Start of SELECTED PASSAGE

The ISIC 2018 challenge winner MetaOptima [
32], achieved an accuracy of 0.871 on the best single model, 0.882 on the meta ensemble, and 0.885 on the top 10 models averaged. This means that our proposed model’s accuracy is almost 4% greater than that of the ISIC 2018 challenge winners. We also compare the performance of our best performing model with some other existing work from the literature. A comparative summary of these techniques is provided in
Table 8. Due to the fact that different research used distinct datasets and performance indicators, it would be difficult to carry out an effective comparison.
Table 8 shows that our model outperforms many other methods when they use standard datasets. When compared to studies that used the ISIC 2018 dataset, our model outperforms others in terms of accuracy (92.0%), precision (91.0%), and sensitivity (92.0%).

End of SELECTED PASSAGE
Start of RECORDS SHOWN

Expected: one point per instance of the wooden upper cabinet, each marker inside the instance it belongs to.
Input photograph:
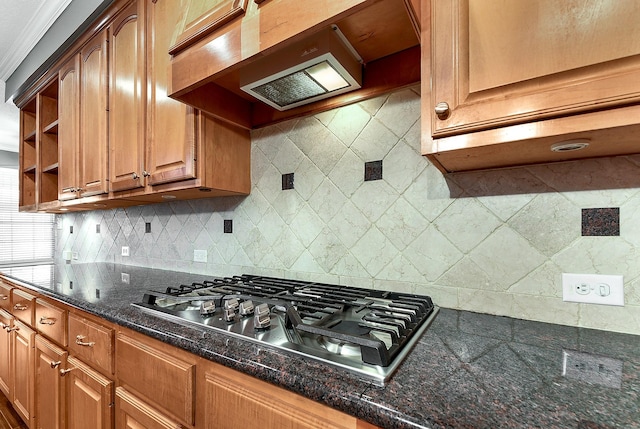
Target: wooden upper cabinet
(497, 63)
(6, 321)
(201, 17)
(93, 116)
(171, 125)
(69, 128)
(126, 98)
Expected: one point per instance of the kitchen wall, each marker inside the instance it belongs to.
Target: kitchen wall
(493, 242)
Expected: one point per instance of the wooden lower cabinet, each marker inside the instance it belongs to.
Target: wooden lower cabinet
(50, 392)
(237, 401)
(6, 321)
(23, 371)
(89, 397)
(133, 413)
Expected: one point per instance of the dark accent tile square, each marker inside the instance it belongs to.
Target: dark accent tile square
(372, 170)
(601, 222)
(287, 181)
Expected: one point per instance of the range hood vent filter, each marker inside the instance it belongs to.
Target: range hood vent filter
(331, 70)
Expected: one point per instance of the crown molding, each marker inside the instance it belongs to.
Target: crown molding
(32, 32)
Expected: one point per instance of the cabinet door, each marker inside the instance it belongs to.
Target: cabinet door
(171, 132)
(498, 63)
(89, 397)
(5, 353)
(228, 391)
(68, 128)
(49, 387)
(126, 99)
(132, 413)
(93, 116)
(23, 371)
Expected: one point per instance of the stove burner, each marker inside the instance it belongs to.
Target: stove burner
(365, 331)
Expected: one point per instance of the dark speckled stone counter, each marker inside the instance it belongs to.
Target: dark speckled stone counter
(467, 371)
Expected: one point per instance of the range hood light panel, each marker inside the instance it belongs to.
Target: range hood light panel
(327, 76)
(331, 69)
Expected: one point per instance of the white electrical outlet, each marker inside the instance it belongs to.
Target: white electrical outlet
(200, 256)
(593, 288)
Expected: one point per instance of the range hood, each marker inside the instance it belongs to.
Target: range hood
(311, 70)
(259, 67)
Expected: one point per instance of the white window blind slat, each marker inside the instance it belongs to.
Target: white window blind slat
(25, 238)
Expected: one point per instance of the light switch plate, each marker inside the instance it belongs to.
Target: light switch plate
(593, 288)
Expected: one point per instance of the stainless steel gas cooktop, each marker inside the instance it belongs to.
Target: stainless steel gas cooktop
(368, 332)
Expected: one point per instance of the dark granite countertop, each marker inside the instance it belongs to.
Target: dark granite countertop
(468, 370)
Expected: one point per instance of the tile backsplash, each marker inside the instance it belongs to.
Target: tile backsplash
(493, 242)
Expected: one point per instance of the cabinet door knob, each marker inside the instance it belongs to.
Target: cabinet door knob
(64, 372)
(47, 320)
(442, 110)
(79, 341)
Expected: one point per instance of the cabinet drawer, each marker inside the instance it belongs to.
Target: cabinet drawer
(51, 321)
(161, 379)
(92, 342)
(5, 296)
(23, 305)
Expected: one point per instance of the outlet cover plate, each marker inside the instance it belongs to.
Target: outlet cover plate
(593, 289)
(199, 256)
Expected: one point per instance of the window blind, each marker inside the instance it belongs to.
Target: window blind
(25, 238)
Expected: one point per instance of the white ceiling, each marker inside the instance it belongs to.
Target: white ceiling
(22, 25)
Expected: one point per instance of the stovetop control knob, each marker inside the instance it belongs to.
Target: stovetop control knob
(230, 308)
(207, 308)
(246, 308)
(262, 319)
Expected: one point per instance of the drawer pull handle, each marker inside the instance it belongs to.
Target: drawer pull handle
(44, 320)
(64, 372)
(79, 341)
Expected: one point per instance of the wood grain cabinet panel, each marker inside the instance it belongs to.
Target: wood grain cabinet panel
(51, 321)
(94, 116)
(23, 306)
(126, 98)
(166, 380)
(22, 398)
(50, 392)
(69, 128)
(511, 79)
(89, 396)
(234, 400)
(92, 342)
(171, 125)
(133, 413)
(6, 322)
(5, 296)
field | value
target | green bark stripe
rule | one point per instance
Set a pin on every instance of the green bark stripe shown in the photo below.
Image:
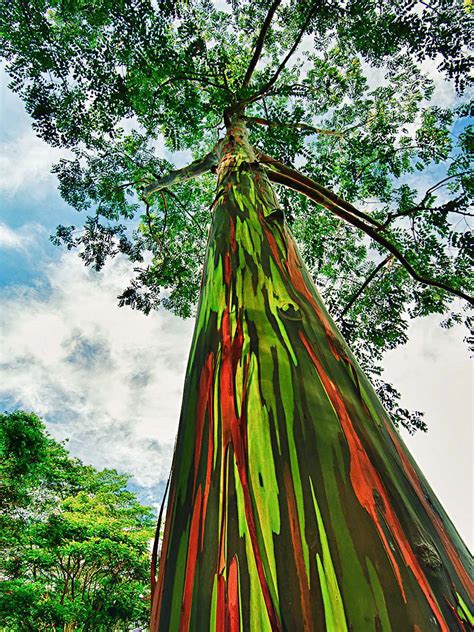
(303, 482)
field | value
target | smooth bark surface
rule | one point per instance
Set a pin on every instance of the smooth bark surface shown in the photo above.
(294, 504)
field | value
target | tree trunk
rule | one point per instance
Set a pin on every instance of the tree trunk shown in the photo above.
(294, 504)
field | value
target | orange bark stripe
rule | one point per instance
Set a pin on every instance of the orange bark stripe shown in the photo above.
(365, 479)
(210, 454)
(191, 564)
(205, 383)
(436, 520)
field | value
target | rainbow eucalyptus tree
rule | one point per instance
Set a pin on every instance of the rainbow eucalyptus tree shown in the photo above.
(315, 155)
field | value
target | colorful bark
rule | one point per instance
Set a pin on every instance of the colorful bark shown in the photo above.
(294, 504)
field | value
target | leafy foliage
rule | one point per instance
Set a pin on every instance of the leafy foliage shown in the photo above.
(337, 91)
(74, 540)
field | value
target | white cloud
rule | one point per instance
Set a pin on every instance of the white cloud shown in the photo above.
(21, 238)
(109, 379)
(25, 163)
(434, 374)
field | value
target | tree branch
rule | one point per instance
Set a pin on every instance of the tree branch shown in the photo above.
(259, 43)
(195, 169)
(322, 191)
(303, 126)
(368, 280)
(299, 183)
(275, 76)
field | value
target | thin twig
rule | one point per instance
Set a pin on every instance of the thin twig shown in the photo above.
(367, 281)
(302, 126)
(297, 184)
(259, 43)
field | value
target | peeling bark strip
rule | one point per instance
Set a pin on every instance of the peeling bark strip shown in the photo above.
(294, 504)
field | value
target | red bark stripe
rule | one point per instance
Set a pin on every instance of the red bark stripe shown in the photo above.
(365, 479)
(205, 383)
(191, 564)
(436, 520)
(305, 598)
(210, 455)
(233, 430)
(220, 606)
(233, 596)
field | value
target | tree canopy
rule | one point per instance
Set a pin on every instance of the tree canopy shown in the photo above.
(74, 540)
(334, 89)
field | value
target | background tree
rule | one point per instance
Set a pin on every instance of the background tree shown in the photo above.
(74, 541)
(340, 147)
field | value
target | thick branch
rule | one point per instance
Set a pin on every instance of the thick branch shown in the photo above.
(298, 184)
(195, 169)
(367, 281)
(322, 191)
(303, 126)
(259, 43)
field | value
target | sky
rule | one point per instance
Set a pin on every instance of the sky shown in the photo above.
(110, 379)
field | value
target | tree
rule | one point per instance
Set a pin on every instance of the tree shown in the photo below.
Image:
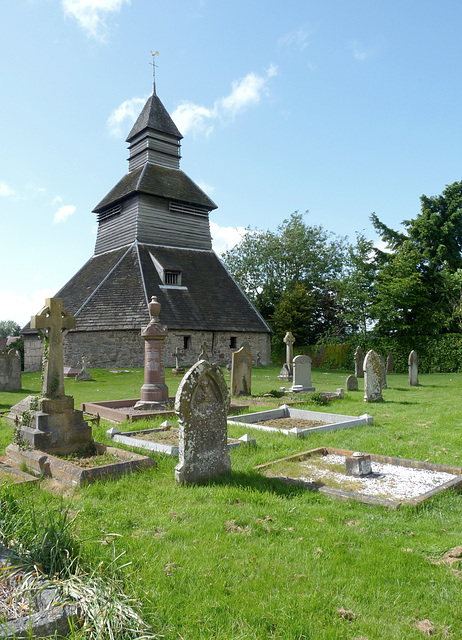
(290, 275)
(9, 328)
(417, 289)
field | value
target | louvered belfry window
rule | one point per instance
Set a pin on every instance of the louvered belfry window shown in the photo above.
(172, 277)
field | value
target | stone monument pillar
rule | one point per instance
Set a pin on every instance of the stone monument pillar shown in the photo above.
(154, 391)
(287, 368)
(359, 363)
(413, 363)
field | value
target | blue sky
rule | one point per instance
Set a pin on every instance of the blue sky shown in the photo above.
(338, 107)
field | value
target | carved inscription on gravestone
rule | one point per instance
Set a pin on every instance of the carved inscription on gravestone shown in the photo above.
(202, 403)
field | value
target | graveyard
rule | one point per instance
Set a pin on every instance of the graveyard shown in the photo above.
(242, 555)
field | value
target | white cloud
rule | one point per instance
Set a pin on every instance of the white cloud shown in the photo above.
(18, 307)
(6, 191)
(63, 213)
(248, 91)
(92, 14)
(224, 238)
(124, 116)
(297, 38)
(360, 52)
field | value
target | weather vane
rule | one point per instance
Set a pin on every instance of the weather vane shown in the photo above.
(154, 54)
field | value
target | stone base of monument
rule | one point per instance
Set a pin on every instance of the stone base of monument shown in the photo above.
(392, 482)
(291, 421)
(14, 475)
(56, 427)
(42, 464)
(162, 440)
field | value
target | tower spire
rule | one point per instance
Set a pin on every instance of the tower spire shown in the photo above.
(154, 54)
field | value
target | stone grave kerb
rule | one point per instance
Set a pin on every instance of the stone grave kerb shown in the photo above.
(154, 389)
(202, 403)
(54, 320)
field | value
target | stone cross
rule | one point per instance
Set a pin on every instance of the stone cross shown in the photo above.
(289, 342)
(55, 320)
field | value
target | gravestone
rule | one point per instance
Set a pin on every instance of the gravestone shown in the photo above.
(413, 363)
(383, 372)
(359, 363)
(390, 363)
(241, 373)
(83, 374)
(202, 403)
(351, 383)
(372, 377)
(302, 375)
(53, 425)
(10, 371)
(287, 371)
(204, 352)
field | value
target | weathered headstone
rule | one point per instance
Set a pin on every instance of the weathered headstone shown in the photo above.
(372, 377)
(204, 354)
(10, 371)
(287, 370)
(53, 425)
(241, 372)
(413, 363)
(154, 390)
(83, 374)
(351, 383)
(390, 363)
(202, 403)
(302, 375)
(383, 372)
(359, 363)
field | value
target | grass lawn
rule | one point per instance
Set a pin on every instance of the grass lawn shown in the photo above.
(245, 557)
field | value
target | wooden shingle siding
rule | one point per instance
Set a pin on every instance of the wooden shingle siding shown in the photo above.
(119, 230)
(158, 225)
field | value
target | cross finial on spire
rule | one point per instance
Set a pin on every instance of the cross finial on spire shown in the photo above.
(154, 54)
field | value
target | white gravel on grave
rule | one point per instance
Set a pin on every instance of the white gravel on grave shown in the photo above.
(387, 480)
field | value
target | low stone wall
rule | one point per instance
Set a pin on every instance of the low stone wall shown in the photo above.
(107, 349)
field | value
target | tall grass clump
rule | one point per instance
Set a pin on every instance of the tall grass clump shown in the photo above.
(47, 553)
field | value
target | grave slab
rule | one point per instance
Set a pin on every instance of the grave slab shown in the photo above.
(331, 421)
(393, 482)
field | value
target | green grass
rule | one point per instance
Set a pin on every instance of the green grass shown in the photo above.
(244, 556)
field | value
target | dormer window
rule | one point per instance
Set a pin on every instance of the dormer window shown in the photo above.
(172, 277)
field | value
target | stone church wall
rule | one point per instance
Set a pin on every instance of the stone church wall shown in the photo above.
(125, 348)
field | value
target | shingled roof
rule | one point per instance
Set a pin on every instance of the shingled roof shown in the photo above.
(112, 291)
(156, 180)
(154, 116)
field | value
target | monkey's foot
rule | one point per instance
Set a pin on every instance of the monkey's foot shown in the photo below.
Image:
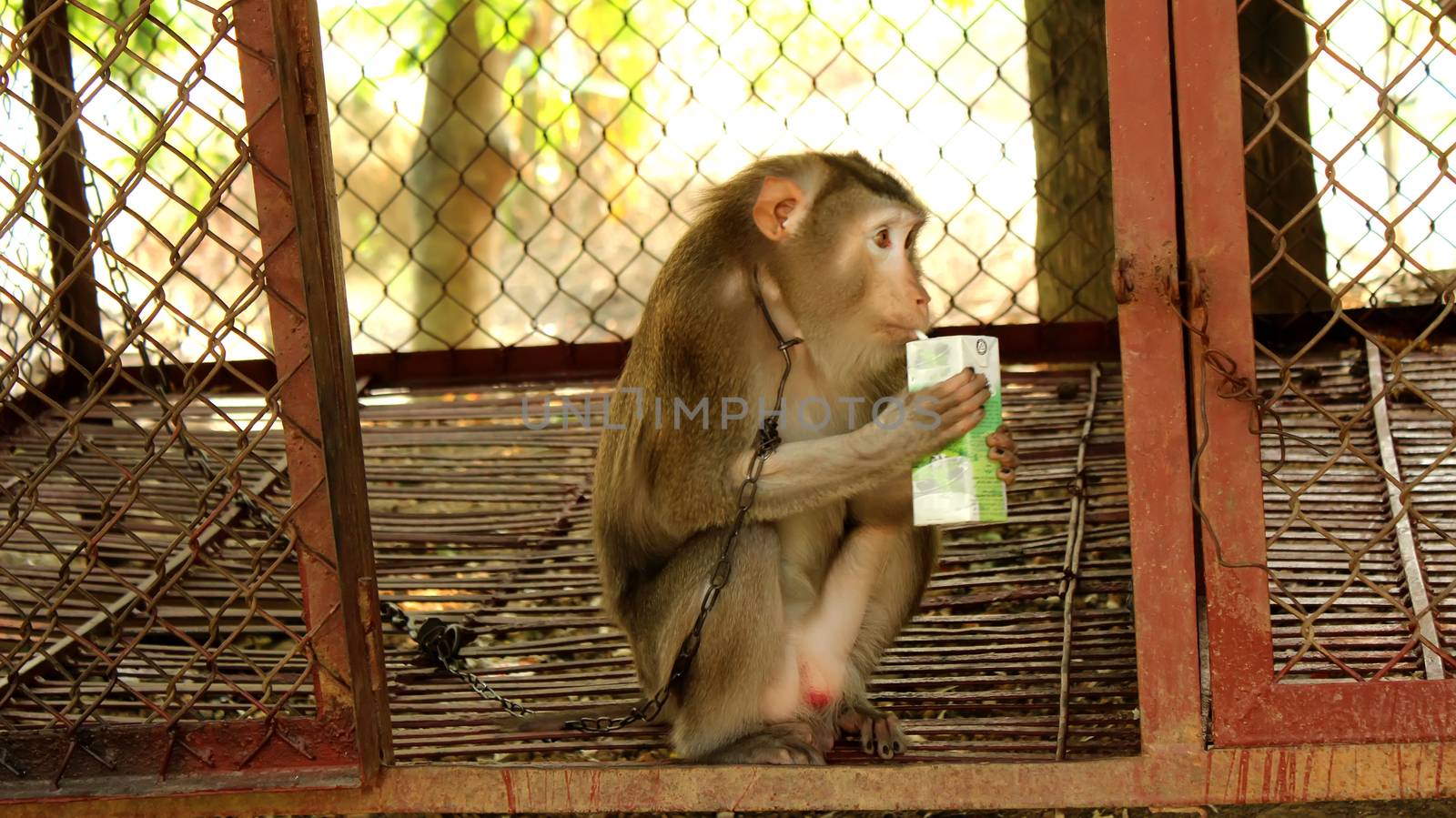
(790, 742)
(878, 731)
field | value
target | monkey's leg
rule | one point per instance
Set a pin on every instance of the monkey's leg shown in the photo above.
(871, 565)
(727, 711)
(892, 606)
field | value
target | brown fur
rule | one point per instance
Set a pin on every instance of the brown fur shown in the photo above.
(664, 498)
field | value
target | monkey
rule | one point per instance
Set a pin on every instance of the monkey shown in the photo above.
(827, 565)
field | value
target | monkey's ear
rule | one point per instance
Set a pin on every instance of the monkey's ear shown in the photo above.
(778, 198)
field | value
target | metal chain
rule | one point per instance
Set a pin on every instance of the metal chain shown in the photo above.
(443, 642)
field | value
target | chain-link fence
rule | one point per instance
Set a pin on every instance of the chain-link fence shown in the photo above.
(149, 562)
(516, 172)
(1350, 119)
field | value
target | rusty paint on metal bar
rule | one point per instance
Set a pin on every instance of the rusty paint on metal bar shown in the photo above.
(1404, 538)
(1154, 378)
(298, 389)
(310, 165)
(1158, 779)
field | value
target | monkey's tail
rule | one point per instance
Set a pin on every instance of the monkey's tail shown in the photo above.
(557, 721)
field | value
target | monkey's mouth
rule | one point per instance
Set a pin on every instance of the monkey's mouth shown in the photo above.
(900, 334)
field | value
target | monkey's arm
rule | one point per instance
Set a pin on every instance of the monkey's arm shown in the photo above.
(810, 473)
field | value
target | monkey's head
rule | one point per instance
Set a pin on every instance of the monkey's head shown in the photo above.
(839, 239)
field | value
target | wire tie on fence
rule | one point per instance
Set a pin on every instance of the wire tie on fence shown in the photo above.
(12, 769)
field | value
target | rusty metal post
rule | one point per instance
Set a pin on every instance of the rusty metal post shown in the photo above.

End of RECORDS SHOWN

WHAT IS EXPECTED: Reproduce the passage on the ISIC 2018 comparison word for word, everything from "The ISIC 2018 challenge winner MetaOptima" down to "and sensitivity (92.0%).".

RESULT:
The ISIC 2018 challenge winner MetaOptima [
32], achieved an accuracy of 0.871 on the best single model, 0.882 on the meta ensemble, and 0.885 on the top 10 models averaged. This means that our proposed model’s accuracy is almost 4% greater than that of the ISIC 2018 challenge winners. We also compare the performance of our best performing model with some other existing work from the literature. A comparative summary of these techniques is provided in
Table 8. Due to the fact that different research used distinct datasets and performance indicators, it would be difficult to carry out an effective comparison.
Table 8 shows that our model outperforms many other methods when they use standard datasets. When compared to studies that used the ISIC 2018 dataset, our model outperforms others in terms of accuracy (92.0%), precision (91.0%), and sensitivity (92.0%).